### PAGE TEXT:
— BEGIN —

Re: [lldb-dev] [RFC] Segmented Address Space Support in LLDB

Jonas Devlieghere via lldb-dev Tue, 10 Nov 2020 13:02:00 -0800

> On Nov 10, 2020, at 12:58 PM, Zdenek Prikryl <prik...@codasip.com> wrote:
> 
> Hi all,
> 
> Just for the record, we have successfully implemented the wrapping of addr_t 
> into a class to support multiple address spaces. The info about address space 
> is stored in the ELF file, so we get the info from ELF parser and then pass 
> it to the rest of the system. CLI/MI interface has been extended as well, so 
> user can select with address space he wants for memory printing. Similarly, 
> we patched expression evaluation, disassembler, etc.


That's really interesting, I'm excited to hear that this is feasible and has 
been done before. Is this code available publicly and/or is this something 
you'd be willing to upstream (with our help)? 

> 
> If the address wrap is part of the upstream version, it will be awesome :-)...
> 
> Best regards.
> 
> On 10/20/20 9:30 PM, Ted Woodward via lldb-dev wrote:
>> I agree with Pavel about the larger picture - we need to know the driver 
>> behind address spaces before we can discuss a workable solution.
>> 
>> I've dealt with 2 use cases - Harvard architecture cores, and low level 
>> hardware debugging.
>> 
>> A Harvard architecture core has separate instruction and data memories. 
>> These often use the same addresses, so to distinguish between them you need 
>> address spaces. The Motorola DSP56300 had 1 program and 2 data memories, 
>> called p, x and y. p:100, x:100 and y:100 were all separate memories, so 
>> "address 100" isn't enough to get what the user needed to see.
>> 
>> For low level hardware debugging (often using JTAG), many devices let you 
>> access memories in ways like "virtual using the TLB", or "virtual == 
>> physical, through the core", or "physical, through the SoC, not cached".

— END —

Excerpt from a dataset:
— BEGIN —

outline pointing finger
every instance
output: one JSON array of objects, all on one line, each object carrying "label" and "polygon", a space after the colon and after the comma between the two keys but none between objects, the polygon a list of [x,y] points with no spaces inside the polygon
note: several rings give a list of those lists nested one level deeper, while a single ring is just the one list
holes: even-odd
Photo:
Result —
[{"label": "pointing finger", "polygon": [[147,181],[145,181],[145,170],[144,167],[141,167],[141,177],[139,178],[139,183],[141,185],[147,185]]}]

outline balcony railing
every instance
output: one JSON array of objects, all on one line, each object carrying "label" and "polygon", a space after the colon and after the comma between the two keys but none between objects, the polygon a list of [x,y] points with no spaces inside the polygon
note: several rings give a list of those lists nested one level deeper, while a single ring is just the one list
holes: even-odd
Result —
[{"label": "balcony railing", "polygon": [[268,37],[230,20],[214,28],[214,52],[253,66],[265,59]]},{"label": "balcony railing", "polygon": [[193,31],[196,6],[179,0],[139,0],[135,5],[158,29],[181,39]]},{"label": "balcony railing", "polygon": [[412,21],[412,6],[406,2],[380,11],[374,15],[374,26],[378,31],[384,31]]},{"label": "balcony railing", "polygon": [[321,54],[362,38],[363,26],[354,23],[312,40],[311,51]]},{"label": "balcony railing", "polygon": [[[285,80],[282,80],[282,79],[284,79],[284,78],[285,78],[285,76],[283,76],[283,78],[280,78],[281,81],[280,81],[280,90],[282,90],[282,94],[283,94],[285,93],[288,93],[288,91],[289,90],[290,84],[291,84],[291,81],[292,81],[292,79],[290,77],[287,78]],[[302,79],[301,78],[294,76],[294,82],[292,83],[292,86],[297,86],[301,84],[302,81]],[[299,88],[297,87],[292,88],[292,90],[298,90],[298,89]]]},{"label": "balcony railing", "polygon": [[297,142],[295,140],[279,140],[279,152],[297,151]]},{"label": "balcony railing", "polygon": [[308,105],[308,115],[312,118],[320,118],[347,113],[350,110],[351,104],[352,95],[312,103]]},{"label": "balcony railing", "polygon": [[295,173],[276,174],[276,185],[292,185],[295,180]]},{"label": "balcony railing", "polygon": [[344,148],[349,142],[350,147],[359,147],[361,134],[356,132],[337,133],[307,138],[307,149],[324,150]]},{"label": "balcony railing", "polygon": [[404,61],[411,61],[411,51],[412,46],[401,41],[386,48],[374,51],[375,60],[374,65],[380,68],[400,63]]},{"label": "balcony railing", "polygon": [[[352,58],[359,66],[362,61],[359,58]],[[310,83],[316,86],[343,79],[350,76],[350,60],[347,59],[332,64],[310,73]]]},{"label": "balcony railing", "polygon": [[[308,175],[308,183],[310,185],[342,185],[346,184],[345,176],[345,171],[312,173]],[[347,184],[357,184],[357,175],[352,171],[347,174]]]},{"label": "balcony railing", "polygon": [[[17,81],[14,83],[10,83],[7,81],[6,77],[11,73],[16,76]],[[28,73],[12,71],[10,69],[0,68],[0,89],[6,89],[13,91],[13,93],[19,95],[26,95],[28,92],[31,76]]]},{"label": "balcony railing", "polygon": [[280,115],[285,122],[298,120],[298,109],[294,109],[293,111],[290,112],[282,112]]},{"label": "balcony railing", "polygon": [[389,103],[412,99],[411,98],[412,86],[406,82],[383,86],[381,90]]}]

— END —

### WRITTEN EXERCISE:
Retype the part of the LLDB address space thread that starts at "That's really interesting, I'm" and ends at "be awesome :-)...".

### EXERCISE OUTPUT:
That's really interesting, I'm excited to hear that this is feasible and has 
been done before. Is this code available publicly and/or is this something 
you'd be willing to upstream (with our help)? 

> 
> If the address wrap is part of the upstream version, it will be awesome :-)...